### EXTRACTED ENTRIES:

◇ ◇ ◇

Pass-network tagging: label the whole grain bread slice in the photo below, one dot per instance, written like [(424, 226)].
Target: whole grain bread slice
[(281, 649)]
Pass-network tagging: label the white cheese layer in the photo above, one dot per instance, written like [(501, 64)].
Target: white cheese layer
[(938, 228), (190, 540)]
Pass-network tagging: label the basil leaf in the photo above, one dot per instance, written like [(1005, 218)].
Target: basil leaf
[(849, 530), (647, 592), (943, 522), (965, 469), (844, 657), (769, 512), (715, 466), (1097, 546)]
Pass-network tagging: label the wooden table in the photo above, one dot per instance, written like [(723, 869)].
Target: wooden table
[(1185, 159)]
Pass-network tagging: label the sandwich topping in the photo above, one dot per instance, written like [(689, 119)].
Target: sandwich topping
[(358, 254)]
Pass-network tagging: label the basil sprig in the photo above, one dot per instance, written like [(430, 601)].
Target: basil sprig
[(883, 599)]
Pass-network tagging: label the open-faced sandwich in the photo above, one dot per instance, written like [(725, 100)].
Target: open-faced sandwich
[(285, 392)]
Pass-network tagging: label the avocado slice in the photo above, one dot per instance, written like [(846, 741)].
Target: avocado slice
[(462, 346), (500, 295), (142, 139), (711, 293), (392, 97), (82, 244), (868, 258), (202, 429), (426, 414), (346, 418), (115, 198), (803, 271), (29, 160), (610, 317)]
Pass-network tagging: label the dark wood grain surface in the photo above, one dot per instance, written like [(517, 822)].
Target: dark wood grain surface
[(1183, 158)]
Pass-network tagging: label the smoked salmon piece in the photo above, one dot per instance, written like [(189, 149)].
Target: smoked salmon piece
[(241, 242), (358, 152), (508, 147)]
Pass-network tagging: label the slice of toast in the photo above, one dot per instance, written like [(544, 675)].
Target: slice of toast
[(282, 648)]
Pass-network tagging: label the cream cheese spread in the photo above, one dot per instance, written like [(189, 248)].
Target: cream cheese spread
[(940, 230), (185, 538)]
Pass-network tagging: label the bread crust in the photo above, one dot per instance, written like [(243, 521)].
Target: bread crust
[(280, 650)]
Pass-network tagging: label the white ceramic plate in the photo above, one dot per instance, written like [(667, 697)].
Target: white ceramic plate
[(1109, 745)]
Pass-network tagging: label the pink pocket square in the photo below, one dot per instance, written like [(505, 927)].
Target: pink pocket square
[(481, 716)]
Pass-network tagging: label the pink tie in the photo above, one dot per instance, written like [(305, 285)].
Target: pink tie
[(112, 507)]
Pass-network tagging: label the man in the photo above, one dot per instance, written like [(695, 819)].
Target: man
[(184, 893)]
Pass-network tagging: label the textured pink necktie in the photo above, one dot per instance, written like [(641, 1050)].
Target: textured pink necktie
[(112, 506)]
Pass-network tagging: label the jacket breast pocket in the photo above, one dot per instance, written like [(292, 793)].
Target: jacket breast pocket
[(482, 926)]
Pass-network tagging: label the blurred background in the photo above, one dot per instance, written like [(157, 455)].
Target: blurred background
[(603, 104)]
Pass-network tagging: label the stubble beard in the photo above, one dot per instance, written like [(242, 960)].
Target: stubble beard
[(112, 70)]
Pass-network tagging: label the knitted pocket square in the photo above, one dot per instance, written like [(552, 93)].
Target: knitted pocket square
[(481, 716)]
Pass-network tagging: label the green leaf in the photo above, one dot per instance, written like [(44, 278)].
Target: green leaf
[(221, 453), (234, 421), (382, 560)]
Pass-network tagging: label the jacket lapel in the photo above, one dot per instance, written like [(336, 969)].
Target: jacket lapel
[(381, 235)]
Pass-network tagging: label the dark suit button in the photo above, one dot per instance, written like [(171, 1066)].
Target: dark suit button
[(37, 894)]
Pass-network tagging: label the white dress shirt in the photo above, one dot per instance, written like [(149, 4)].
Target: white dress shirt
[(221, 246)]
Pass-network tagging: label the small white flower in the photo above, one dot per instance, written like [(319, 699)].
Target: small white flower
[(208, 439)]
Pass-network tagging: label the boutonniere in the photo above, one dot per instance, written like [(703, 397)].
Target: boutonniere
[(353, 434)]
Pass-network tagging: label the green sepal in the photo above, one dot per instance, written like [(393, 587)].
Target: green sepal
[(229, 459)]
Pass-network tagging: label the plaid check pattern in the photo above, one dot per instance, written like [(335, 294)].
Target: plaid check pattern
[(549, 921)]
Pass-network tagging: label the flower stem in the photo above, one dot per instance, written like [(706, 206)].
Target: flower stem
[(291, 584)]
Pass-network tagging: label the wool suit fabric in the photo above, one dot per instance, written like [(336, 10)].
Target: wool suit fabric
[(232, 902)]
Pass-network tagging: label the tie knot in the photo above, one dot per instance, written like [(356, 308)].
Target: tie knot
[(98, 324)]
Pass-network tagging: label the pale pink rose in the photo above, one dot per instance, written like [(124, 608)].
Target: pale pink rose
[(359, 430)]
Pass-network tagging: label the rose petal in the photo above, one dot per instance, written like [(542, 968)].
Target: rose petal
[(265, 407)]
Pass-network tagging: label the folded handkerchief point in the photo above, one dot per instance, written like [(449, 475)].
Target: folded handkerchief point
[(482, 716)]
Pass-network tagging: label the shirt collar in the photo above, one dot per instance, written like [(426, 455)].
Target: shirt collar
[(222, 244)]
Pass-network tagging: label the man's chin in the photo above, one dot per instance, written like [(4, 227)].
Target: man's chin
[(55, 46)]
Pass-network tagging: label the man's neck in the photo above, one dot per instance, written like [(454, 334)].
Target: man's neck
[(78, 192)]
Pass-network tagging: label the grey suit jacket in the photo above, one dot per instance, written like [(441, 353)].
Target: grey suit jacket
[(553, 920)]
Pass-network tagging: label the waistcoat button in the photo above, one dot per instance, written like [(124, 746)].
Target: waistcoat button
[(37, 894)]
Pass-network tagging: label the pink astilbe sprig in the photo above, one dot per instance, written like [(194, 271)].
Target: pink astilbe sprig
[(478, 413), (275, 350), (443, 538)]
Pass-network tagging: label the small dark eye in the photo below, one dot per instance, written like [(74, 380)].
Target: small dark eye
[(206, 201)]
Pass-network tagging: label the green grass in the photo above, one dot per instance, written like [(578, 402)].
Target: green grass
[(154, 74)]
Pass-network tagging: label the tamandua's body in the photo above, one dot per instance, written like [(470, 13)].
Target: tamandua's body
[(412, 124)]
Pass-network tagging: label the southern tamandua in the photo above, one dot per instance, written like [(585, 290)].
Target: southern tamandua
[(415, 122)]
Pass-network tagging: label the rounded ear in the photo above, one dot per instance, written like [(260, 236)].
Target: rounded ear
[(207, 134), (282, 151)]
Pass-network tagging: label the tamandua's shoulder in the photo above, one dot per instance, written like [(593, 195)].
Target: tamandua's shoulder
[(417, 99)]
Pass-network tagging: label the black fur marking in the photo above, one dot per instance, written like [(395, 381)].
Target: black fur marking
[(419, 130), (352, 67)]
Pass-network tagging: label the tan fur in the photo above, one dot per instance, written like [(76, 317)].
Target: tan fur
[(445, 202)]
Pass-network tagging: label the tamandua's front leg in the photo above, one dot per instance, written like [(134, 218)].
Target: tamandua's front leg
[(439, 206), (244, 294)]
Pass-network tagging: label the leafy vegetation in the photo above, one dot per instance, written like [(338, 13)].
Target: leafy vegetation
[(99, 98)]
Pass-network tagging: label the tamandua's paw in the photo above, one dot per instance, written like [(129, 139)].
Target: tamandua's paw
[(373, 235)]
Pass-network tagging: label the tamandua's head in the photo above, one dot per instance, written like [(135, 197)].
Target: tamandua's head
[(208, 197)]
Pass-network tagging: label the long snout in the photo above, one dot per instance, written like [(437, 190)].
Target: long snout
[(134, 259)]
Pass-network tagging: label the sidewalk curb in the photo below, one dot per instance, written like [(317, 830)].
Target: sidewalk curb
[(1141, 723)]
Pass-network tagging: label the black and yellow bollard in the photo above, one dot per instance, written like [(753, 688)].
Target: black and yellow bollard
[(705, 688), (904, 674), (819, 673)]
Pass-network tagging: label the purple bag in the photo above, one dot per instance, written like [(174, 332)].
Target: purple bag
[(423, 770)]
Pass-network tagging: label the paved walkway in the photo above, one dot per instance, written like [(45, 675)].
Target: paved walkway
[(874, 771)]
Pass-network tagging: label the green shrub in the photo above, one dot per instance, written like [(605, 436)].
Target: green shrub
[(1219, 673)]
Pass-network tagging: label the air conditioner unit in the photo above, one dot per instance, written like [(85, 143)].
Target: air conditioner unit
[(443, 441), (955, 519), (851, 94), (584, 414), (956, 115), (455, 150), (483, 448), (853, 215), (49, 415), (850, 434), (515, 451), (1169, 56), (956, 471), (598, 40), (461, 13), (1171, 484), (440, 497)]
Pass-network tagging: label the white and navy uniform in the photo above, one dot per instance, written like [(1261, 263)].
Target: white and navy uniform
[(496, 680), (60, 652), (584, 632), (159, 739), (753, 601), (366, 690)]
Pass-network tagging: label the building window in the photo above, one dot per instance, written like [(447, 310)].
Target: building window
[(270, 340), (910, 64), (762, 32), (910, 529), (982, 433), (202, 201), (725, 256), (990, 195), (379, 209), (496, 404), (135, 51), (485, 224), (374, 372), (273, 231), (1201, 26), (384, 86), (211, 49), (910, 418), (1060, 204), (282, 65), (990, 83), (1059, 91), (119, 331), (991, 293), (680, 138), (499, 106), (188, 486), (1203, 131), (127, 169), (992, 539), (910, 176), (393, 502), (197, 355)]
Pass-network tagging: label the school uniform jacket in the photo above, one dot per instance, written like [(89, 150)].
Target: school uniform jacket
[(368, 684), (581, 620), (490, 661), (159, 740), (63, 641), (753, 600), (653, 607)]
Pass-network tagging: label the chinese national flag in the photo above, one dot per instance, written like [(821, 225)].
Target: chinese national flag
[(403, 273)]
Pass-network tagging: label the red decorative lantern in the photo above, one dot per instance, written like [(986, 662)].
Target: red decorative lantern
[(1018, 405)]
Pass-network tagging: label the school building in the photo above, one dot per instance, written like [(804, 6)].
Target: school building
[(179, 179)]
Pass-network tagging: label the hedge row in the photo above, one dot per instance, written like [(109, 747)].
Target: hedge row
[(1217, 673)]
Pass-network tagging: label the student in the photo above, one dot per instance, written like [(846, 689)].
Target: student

◇ ◇ ◇

### REQUIRED TASK:
Write out, word for word, the line containing "Pass-network tagging: label the chinese" and every line after it to the end of the data above.

### EXERCISE RESPONSE:
Pass-network tagging: label the chinese national flag in the photo above, one dot per instance, written like [(821, 225)].
Target: chinese national flag
[(403, 273)]
Pass-network tagging: label the red decorative lantern in the photo above, one dot per instance, written like [(986, 662)].
Target: red decorative lantern
[(1018, 405)]
Pass-network tagging: label the school building in the photo above, one dot per instance, written like [(804, 6)].
Target: school building
[(179, 179)]
Pass-network tagging: label the hedge row in the photo above, one dot per instance, written like [(109, 747)].
Target: hedge row
[(1217, 673)]
Pass-network tagging: label the student in the photo above, one dot per instance, written like [(846, 689)].
Target: student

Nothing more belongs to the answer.